• _What to do_:
Write out every entry exactly as it appears, omitting the pictures.

_ _ _

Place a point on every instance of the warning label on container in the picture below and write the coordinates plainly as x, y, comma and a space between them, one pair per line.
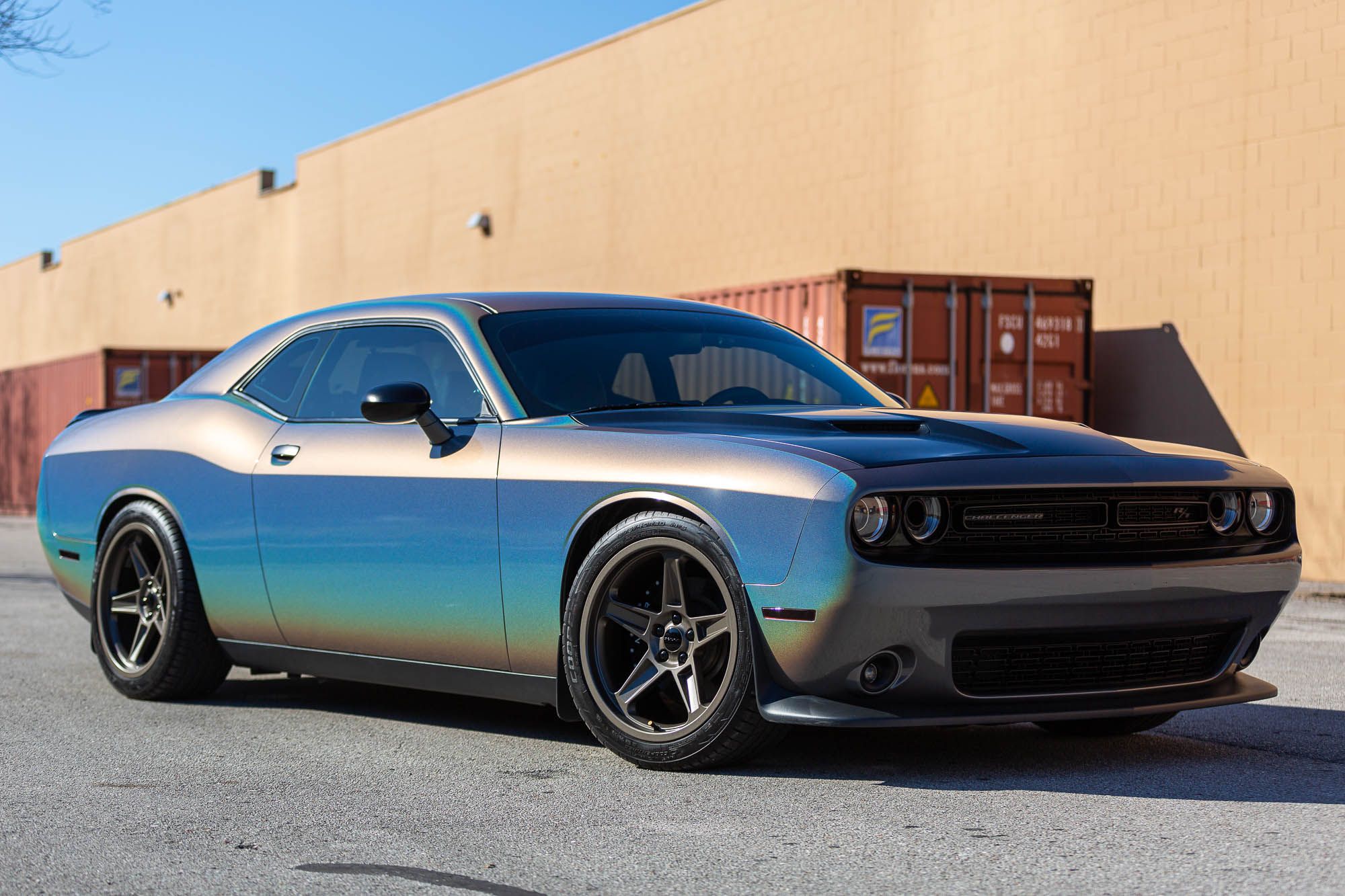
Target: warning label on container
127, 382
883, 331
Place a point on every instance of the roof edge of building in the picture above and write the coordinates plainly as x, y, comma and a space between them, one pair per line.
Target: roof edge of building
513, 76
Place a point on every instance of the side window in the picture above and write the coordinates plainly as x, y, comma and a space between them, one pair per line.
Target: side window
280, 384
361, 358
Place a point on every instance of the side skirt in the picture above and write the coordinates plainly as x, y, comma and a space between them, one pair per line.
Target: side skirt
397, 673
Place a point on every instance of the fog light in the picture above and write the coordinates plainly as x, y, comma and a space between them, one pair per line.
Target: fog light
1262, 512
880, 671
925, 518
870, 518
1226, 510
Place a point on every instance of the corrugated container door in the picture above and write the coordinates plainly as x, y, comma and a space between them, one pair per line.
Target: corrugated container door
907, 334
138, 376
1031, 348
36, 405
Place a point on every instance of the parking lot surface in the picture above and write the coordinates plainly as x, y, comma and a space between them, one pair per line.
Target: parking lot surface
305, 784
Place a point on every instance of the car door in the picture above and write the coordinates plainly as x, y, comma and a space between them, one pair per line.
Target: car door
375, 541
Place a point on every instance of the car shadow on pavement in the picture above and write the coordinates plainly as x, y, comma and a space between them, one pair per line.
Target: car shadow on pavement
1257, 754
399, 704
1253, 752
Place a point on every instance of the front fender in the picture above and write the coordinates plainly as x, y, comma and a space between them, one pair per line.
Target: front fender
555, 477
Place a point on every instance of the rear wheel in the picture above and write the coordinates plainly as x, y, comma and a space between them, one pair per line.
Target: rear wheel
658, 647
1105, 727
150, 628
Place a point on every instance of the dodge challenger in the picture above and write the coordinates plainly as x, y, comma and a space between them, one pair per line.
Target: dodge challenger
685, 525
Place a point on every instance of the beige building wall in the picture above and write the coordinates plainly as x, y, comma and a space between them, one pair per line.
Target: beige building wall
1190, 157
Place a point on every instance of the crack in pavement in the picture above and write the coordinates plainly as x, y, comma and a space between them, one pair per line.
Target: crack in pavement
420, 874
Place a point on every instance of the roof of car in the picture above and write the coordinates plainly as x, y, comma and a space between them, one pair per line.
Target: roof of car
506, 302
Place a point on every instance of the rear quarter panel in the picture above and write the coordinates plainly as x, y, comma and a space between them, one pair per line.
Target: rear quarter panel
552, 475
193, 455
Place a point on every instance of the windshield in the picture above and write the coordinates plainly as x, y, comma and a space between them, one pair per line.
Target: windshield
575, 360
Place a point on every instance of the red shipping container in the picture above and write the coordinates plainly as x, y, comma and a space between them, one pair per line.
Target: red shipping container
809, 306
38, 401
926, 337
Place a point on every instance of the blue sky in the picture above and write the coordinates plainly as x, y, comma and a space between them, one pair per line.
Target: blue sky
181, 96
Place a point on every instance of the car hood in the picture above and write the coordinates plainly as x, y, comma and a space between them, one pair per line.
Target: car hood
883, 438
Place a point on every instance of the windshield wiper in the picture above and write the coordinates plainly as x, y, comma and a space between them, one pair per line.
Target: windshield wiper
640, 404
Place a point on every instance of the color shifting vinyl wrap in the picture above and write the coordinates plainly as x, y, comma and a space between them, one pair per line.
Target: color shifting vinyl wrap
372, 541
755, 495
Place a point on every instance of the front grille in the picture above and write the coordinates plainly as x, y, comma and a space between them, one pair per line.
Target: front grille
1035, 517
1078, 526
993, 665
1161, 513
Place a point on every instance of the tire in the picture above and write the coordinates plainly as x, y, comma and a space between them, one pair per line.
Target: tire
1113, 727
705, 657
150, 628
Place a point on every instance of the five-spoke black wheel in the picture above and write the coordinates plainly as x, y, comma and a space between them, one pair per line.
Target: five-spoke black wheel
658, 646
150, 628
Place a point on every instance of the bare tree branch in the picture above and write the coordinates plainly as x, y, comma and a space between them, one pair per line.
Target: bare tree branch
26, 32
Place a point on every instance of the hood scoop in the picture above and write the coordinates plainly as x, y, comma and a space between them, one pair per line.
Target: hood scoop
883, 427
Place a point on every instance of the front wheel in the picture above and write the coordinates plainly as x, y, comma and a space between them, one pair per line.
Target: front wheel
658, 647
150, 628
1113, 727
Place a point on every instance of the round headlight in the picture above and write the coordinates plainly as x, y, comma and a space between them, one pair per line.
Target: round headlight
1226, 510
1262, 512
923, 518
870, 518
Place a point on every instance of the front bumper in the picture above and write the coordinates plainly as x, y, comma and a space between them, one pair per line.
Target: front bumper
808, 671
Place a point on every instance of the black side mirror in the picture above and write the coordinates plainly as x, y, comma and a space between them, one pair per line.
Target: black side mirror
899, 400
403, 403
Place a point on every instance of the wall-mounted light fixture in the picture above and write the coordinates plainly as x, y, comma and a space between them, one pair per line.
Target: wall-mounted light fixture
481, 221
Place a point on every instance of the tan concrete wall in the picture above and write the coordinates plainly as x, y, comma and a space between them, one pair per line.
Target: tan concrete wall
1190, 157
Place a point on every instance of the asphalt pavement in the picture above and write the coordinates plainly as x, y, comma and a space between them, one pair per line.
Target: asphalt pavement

_ _ _

• _Result of this exercise_:
Place a point on every instance of the warning label on container in the picture below and write the coordinates plainly as x, y, comma and a space between them, one pair per line.
Target: warning label on container
127, 382
883, 331
Place a point on every instance of the roof edge of building in the picture above and write the coordinates plainly as x, y, comma and a space between them, one pair per line.
Target: roof edge of building
513, 76
Place a point on every instance of the side window in the picture above and write the coordinates plainly as x, y, comma and a space between them, one pair per line.
Target: side window
280, 384
361, 358
Place a point on every instance of the side skirt in the picture above and write the coordinates plainly as x, y, comma and a space between them, one pair per line.
Target: side skirt
397, 673
Place a point on every instance of the fog light in the picture above and write the coordinates plainly as x, y, comma and a space between them, one pair per line.
Target: fog light
1262, 512
880, 671
925, 518
870, 518
1226, 510
Place a point on every instance of the corrugated container door in the picture above and write the coordinates plainly as x, y, comma and a space between them, one pair per line.
Target: corrugated container door
907, 334
138, 376
1031, 348
36, 405
Place a point on every instance of the parking lot surface in the picture above and write the coordinates plainly as x, y, comma and a space between them, one pair per line.
Target: parking lot surface
305, 784
Place a point on every instance of the car door in the picture above and write the coordinates plainly as x, y, comma and a space between them, one pair per line.
Target: car door
375, 541
Place a point on every instance of the car shadow on pavement in the picture above and write the coordinates plainly as x, y, comma and a space between them, one pair per line.
Target: car shadow on pavement
1257, 754
399, 704
1253, 752
Place a point on every instance of the front fender in the picture above and write the coordinates plainly as x, y, comma and a space between them, one pair per line.
Target: front fender
555, 477
Place a point on every instance of the rear wheel in the picture above and write the coordinates plainly as x, y, comma and a space between them, one pair per line.
Target: rear wheel
658, 647
1105, 727
150, 628
Place a point on every instance of the dodge challenger in the picture above and write the coordinates plainly as x, y, comma and a space between them, one pair per line.
Target: dodge challenger
685, 525
Place a point on every instance of the beige building wall in the picture above and write the coordinates plainly as x, y, comma and a space between them, one pair per line.
Target: beige building wall
1190, 157
Place a point on every instance of the crack in pavement in the picture above and write the coordinates plainly as x, y, comma and a space between them, one pair per line.
Target: crack in pavement
420, 874
Place a point on every instance of the roof of car in the picture above and write the coordinates plainly as x, y, comma and a space between them, one pair per line.
Target: roof of car
506, 302
Place a point on every instance of the rear quarter panel in the picture above and write the coordinates plainly as x, y, comma and a space between them, one pair per line.
Target: rear quarter panel
552, 475
193, 455
Place a point on every instance of the windshield in the picture above and write the coordinates plainly as x, y, comma and a space between them, one pair per line.
Target: windshield
575, 360
Place a point on every instance of the red shipping container in the picture above and write the coordinates plainly as x, y, comma and a space between them, one pair per line.
Target: red shipping container
809, 306
38, 401
926, 337
Place a point on every instance of the blue sky in the picture above and write the coordinates plainly as x, y, comma and a space between them, one pair per line.
Target: blue sky
181, 96
Place a point on every instance of the car hood in the picture above and write the coordinates plainly as x, y, comma and a space between them, one pair per line.
Target: car hood
883, 438
Place a point on every instance of the windshield wiper in the picture above and write the coordinates plainly as x, y, comma and a space between them, one pair per line.
Target: windshield wiper
640, 404
Place a point on every instance of the color shifting vinyl wrap in the picture above and write the coordinates plainly as x, y, comma and a space between them, one pair per line.
Target: color shifting vinyl wrap
372, 541
755, 495
Place a point on every instance of the front grille in the picture above and write the coordinates plainly as x, y, comma and a space between them, one pair per line.
Target: front grille
1035, 517
1078, 526
993, 665
1161, 513
Place a point on every instance of the tire in the picture above and write the coordinates plainly as x, y, comma and a space between them, one pair per line.
Target: tire
1113, 727
705, 657
150, 628
Place a point on every instance of the five-spoke black wheel in the picture above and write the coordinates plainly as x, y, comma and a space between them, one pair per line.
Target: five-spoke black wheel
658, 646
150, 628
Place a point on every instance of the bare tree branch in the picture above and write the coordinates plainly as x, y, comma and a space between them, one pair per line.
Target: bare tree branch
26, 32
Place a point on every instance of the hood scoop in the picture above and write the coordinates plainly as x, y, comma and a space between them, one pair per line.
Target: hood scoop
883, 427
Place a point on every instance of the front wheel in the picture above and write the coordinates plainly as x, y, comma and a space between them, one pair per line.
Target: front wheel
658, 647
150, 628
1113, 727
Place a point on every instance of the round headlight in the picture above and write the coordinates plainly as x, y, comma and a space between them, one pair per line.
Target: round headlight
1226, 510
1262, 512
923, 518
870, 518
Place a point on every instance of the front bumper in the picture above and write the coordinates plainly as x, y, comma and a space between them, one pair per line.
Target: front bumper
808, 671
Place a point on every instance of the black side mirror in the picture above and write the coordinates plainly as x, y, comma and a space between them, one pair per line.
Target: black side mirror
899, 400
403, 403
Place a point on every instance of the wall-mounted light fixture in the picture above and write the coordinates plainly as x, y, comma and a space between them, one pair per line.
Target: wall-mounted light fixture
481, 221
Place a point on every instance of the tan concrete wall in the picture above and write the coordinates plainly as x, y, comma and a space between them, one pair per line.
Target: tan concrete wall
1190, 157
Place a point on every instance of the asphalt pavement in the picture above and write the coordinates plainly as x, y, comma and a space between them, one pair per line.
Target: asphalt pavement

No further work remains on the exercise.